Collected data entries:
-- Opening Marker --

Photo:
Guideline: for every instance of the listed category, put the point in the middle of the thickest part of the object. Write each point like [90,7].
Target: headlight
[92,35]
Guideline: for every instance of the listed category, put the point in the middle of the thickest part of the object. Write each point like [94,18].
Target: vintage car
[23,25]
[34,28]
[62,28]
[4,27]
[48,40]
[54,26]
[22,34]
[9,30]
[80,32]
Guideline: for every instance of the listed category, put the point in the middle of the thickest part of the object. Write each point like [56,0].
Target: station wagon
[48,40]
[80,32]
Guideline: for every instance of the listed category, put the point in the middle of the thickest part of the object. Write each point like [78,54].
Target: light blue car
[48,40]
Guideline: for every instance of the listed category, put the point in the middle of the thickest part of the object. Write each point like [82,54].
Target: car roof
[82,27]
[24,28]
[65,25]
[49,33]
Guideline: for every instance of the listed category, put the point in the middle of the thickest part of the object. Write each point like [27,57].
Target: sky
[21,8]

-- Closing Marker --

Exercise objective:
The records above must be output exactly, in full.

Worked solution:
Photo:
Guideline: for every instance of the listed category, put the point in the middle of the thickest part of the object. Write each point like [90,7].
Target: headlight
[92,35]
Guideline: for every instance of the listed category, put the point in the middle of the thickest part of the object. Write each point like [94,18].
Target: vintage car
[23,25]
[34,28]
[62,28]
[4,27]
[48,40]
[54,26]
[22,34]
[9,30]
[80,32]
Guideline: for every instance of the listed category, put the point in the middle of the thickest part of the object. Write each point like [56,0].
Target: station wagon
[48,40]
[80,32]
Guideline: for every instance of the listed category, put the point in the middle of the thickest part of the object. Write each point like [78,54].
Target: light blue car
[48,40]
Guideline: for every instance of the listed category, put the point in the middle of the thickest part of the object. Write each point like [82,54].
Target: car roof
[82,27]
[24,28]
[65,25]
[49,33]
Guideline: for every instance of the listed category, put the point in the middle of the thickest part of the object. Write each point like [27,57].
Target: sky
[21,8]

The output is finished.